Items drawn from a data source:
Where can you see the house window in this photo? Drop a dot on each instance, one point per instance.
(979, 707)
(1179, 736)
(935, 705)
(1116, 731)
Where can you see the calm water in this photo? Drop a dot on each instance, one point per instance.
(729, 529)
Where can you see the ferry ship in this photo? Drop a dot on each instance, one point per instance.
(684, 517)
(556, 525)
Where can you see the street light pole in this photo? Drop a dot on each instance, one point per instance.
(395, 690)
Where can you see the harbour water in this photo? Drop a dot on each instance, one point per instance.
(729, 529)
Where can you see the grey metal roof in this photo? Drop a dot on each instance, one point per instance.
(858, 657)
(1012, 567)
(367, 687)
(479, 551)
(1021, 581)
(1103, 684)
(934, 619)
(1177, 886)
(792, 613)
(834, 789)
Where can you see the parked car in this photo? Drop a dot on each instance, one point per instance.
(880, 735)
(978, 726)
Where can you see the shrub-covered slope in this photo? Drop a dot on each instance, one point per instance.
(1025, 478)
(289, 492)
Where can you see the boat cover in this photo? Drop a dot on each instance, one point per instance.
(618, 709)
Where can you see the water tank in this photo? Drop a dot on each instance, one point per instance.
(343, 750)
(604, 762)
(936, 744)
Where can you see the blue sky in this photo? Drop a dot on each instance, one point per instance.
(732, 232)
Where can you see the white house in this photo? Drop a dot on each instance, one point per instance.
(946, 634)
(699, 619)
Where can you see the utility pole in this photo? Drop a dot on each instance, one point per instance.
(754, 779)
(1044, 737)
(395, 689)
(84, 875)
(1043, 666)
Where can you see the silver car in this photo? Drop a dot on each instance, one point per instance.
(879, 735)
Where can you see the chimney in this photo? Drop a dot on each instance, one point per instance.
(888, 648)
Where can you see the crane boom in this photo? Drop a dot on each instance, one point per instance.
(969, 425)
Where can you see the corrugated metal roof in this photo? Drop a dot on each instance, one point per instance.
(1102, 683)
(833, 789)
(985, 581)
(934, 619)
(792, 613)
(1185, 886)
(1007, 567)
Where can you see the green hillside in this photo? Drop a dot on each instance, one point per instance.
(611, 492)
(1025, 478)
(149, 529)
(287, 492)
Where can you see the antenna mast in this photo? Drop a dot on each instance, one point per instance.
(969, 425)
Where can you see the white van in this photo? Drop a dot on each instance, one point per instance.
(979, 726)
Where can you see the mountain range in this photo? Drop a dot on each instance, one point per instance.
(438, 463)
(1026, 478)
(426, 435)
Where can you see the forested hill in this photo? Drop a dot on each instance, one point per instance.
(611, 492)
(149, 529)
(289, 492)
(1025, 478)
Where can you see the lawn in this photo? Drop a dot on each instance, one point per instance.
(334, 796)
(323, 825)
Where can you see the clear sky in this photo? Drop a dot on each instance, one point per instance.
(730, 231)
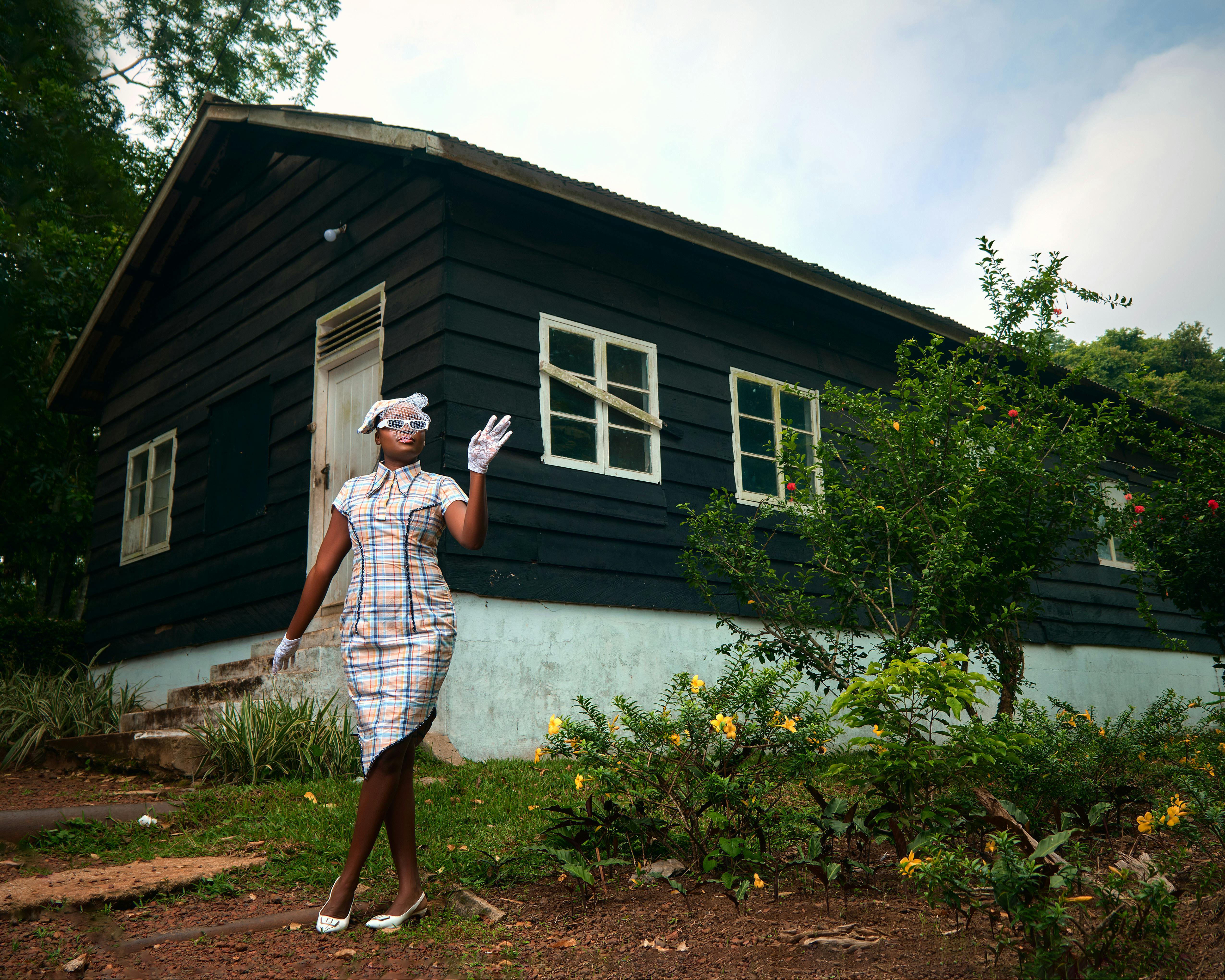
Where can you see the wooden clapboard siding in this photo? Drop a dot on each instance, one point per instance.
(470, 264)
(238, 302)
(565, 536)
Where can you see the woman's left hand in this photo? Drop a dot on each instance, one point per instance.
(486, 444)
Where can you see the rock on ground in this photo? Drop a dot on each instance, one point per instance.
(86, 886)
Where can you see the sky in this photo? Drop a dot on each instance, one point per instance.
(879, 140)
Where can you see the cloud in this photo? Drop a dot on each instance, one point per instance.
(878, 140)
(1134, 195)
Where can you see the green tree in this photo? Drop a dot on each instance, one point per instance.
(1180, 373)
(74, 183)
(930, 506)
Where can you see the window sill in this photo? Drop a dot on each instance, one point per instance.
(147, 553)
(625, 475)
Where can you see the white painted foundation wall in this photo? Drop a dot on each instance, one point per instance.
(517, 662)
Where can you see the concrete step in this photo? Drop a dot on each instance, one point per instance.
(167, 720)
(172, 751)
(261, 666)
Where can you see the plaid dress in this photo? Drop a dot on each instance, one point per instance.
(399, 625)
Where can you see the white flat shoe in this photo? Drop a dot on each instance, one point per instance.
(326, 923)
(390, 922)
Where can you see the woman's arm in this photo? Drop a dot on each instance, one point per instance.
(468, 522)
(331, 554)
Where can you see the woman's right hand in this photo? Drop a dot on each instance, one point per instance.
(286, 649)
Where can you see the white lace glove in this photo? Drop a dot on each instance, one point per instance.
(286, 649)
(484, 446)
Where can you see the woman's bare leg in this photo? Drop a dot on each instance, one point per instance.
(378, 794)
(402, 838)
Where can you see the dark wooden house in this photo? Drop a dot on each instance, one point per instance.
(237, 347)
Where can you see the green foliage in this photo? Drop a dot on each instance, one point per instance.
(74, 185)
(36, 644)
(1070, 761)
(40, 707)
(930, 506)
(1175, 532)
(276, 738)
(1130, 931)
(179, 51)
(1181, 373)
(920, 751)
(713, 761)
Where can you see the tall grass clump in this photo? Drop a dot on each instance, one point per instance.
(38, 706)
(275, 738)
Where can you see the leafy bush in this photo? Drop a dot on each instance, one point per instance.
(40, 644)
(40, 707)
(713, 761)
(1129, 933)
(254, 740)
(920, 751)
(1071, 760)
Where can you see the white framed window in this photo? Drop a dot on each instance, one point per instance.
(149, 497)
(1109, 552)
(600, 401)
(762, 411)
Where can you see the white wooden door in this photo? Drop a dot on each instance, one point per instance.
(351, 389)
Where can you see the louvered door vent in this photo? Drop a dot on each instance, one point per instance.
(345, 332)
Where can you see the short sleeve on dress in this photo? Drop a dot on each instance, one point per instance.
(343, 499)
(450, 493)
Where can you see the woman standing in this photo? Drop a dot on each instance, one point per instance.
(397, 628)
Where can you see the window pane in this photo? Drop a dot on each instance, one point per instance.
(575, 440)
(140, 470)
(162, 457)
(133, 536)
(804, 445)
(159, 521)
(573, 352)
(135, 502)
(628, 367)
(637, 399)
(756, 437)
(797, 412)
(565, 399)
(161, 492)
(759, 476)
(755, 400)
(629, 451)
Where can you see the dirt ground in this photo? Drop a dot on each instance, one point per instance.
(546, 934)
(42, 789)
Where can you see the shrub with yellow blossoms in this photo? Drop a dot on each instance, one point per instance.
(728, 745)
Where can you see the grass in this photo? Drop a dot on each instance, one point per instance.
(307, 842)
(40, 707)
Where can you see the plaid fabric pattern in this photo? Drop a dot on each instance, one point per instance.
(399, 626)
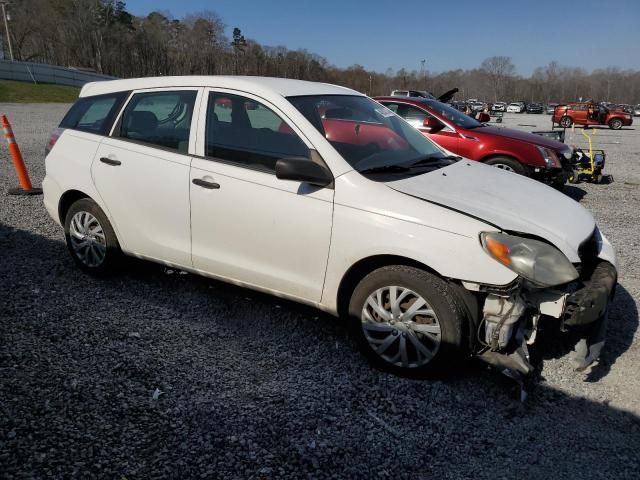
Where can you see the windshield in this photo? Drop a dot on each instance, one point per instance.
(454, 116)
(369, 136)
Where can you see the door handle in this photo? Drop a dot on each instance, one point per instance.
(205, 184)
(110, 161)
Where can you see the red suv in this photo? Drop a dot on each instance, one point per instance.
(524, 153)
(588, 113)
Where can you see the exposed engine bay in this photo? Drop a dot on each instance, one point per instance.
(510, 318)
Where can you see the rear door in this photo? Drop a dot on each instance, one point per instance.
(247, 225)
(142, 174)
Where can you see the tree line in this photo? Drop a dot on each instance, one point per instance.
(103, 36)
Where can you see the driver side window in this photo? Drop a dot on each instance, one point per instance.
(414, 116)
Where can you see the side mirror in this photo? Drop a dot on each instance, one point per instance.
(432, 124)
(302, 169)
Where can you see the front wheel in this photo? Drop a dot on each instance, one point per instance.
(508, 164)
(615, 124)
(91, 239)
(407, 321)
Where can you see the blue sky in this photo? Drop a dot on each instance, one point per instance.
(448, 34)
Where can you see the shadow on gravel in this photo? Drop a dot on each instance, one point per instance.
(256, 387)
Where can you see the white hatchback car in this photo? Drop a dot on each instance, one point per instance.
(319, 194)
(515, 107)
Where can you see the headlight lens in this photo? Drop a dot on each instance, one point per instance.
(536, 261)
(550, 157)
(567, 152)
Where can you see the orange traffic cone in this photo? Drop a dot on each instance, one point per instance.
(21, 170)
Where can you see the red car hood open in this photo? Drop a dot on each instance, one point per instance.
(522, 136)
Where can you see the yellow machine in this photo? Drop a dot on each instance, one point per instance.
(589, 166)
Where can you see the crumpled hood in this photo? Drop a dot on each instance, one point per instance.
(505, 199)
(522, 136)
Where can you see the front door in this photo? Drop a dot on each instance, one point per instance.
(247, 225)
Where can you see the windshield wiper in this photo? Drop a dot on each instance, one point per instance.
(435, 160)
(386, 169)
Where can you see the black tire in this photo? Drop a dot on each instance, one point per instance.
(509, 164)
(574, 177)
(565, 122)
(441, 299)
(112, 256)
(615, 124)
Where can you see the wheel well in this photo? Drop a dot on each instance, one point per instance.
(365, 266)
(68, 199)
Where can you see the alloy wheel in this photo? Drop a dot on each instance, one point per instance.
(401, 327)
(87, 239)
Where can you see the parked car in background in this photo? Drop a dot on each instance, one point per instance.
(590, 113)
(524, 153)
(323, 196)
(534, 108)
(624, 107)
(515, 107)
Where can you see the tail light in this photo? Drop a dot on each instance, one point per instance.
(53, 138)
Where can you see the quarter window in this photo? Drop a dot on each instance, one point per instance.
(161, 119)
(246, 132)
(94, 114)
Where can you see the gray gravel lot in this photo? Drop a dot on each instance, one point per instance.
(256, 387)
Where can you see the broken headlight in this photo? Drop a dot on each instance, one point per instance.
(538, 262)
(551, 159)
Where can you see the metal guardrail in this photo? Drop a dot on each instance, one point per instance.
(43, 73)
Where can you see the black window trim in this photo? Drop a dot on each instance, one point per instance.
(115, 130)
(208, 92)
(121, 98)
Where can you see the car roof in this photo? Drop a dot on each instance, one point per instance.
(412, 100)
(258, 85)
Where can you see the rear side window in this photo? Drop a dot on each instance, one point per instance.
(94, 114)
(247, 133)
(161, 119)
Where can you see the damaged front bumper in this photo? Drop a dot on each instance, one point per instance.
(510, 318)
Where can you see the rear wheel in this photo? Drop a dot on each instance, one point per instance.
(574, 177)
(566, 122)
(91, 239)
(615, 124)
(407, 321)
(509, 164)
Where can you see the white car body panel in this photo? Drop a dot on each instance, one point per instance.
(259, 230)
(515, 206)
(289, 238)
(68, 169)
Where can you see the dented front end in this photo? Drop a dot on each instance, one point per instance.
(509, 318)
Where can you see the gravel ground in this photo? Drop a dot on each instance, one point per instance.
(256, 387)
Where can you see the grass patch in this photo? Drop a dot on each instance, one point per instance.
(25, 92)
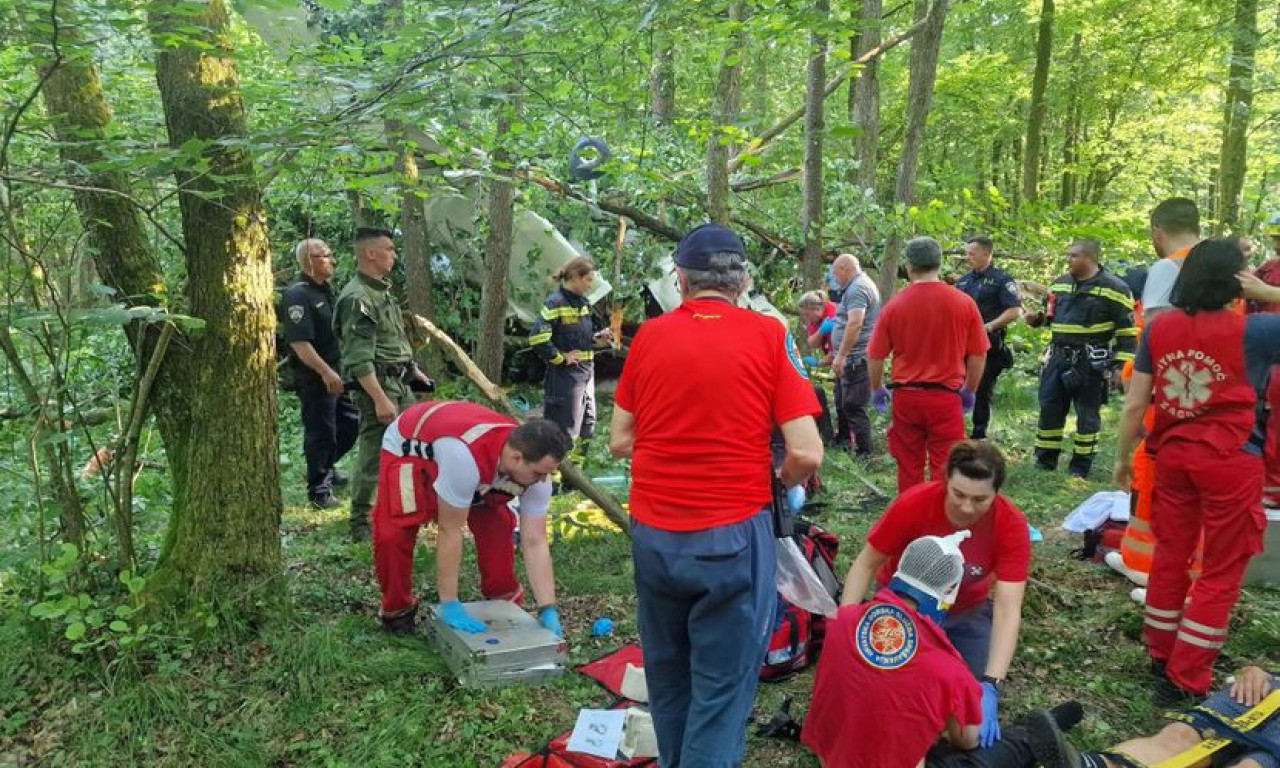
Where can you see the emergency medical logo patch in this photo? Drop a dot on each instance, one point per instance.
(886, 636)
(1187, 380)
(794, 356)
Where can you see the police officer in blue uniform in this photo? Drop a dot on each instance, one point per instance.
(329, 419)
(996, 296)
(1089, 311)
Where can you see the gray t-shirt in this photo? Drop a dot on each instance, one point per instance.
(1160, 284)
(860, 295)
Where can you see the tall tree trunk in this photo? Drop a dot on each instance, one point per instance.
(1072, 135)
(662, 80)
(810, 214)
(1036, 118)
(919, 100)
(497, 246)
(728, 91)
(223, 538)
(864, 94)
(1235, 115)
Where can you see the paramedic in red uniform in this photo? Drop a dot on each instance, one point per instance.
(890, 681)
(1192, 365)
(460, 465)
(988, 611)
(938, 344)
(703, 388)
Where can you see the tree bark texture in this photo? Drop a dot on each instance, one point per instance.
(1036, 118)
(1235, 115)
(810, 213)
(864, 94)
(728, 91)
(919, 100)
(662, 80)
(219, 419)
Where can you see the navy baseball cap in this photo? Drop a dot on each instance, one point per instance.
(702, 242)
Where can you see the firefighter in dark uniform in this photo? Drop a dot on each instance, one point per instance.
(1089, 311)
(996, 295)
(376, 356)
(329, 419)
(563, 337)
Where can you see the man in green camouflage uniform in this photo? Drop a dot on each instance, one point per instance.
(376, 357)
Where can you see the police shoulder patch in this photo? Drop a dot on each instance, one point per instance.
(794, 356)
(886, 636)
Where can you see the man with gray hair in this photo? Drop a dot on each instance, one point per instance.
(703, 389)
(938, 344)
(329, 419)
(855, 319)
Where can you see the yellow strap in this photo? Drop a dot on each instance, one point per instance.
(1200, 754)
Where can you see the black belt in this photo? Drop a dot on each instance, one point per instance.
(394, 370)
(923, 385)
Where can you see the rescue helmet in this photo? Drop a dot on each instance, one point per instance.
(929, 572)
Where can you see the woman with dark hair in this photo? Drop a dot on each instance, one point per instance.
(1193, 365)
(563, 338)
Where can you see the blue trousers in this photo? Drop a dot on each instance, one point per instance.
(970, 635)
(705, 612)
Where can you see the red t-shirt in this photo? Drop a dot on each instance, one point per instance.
(707, 383)
(929, 329)
(877, 703)
(1000, 548)
(828, 312)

§ Directions for this task: Repeat the records word for word, starting at the line that contains "Where can you see the green hillside" and ending at the line that contains "(1134, 195)", with both of those lines included. Leave the pictures out of your answer.

§ Answer for this exercise:
Where can you see the green hillside in this photo? Drop a dot on each instance, one point per instance.
(611, 492)
(1025, 478)
(149, 529)
(287, 492)
Where can you see the antenna mast in this photo? Drop a dot on each instance, one point per instance.
(969, 425)
Where can you see the white van in this photo? Drop a dot on each instance, one point per instance.
(979, 726)
Where can you see the mountain range in this photo? Drop a dot on each instance, one point per instance.
(438, 463)
(1026, 478)
(426, 435)
Where can you see the forested hill in this photo? Drop a dot on each instance, one point per instance.
(611, 492)
(149, 529)
(289, 492)
(1025, 478)
Where can you see the lawn in this photo? Drop a dot on each instance, one point per instance.
(334, 796)
(323, 825)
Where can you see the clear sky in this photo? Drop a dot on each instance, one point per instance.
(730, 231)
Where can you see the wooden clapboard siding in this photo? Drop a dot on each instance, one point per instance.
(470, 264)
(238, 302)
(565, 536)
Where can you see the woman's left hand in this photo? Drop a dot on each instance, one point per instance.
(486, 444)
Where can you see the rock on ground in this photo? Drop a dot on each instance, one point per instance.
(86, 886)
Where can you see the sky in this photo? Drop a dot on each instance, one point per instance.
(879, 140)
Where can you see the cloud in this photo? Drop a dot on each instance, one point per instance.
(878, 140)
(1134, 195)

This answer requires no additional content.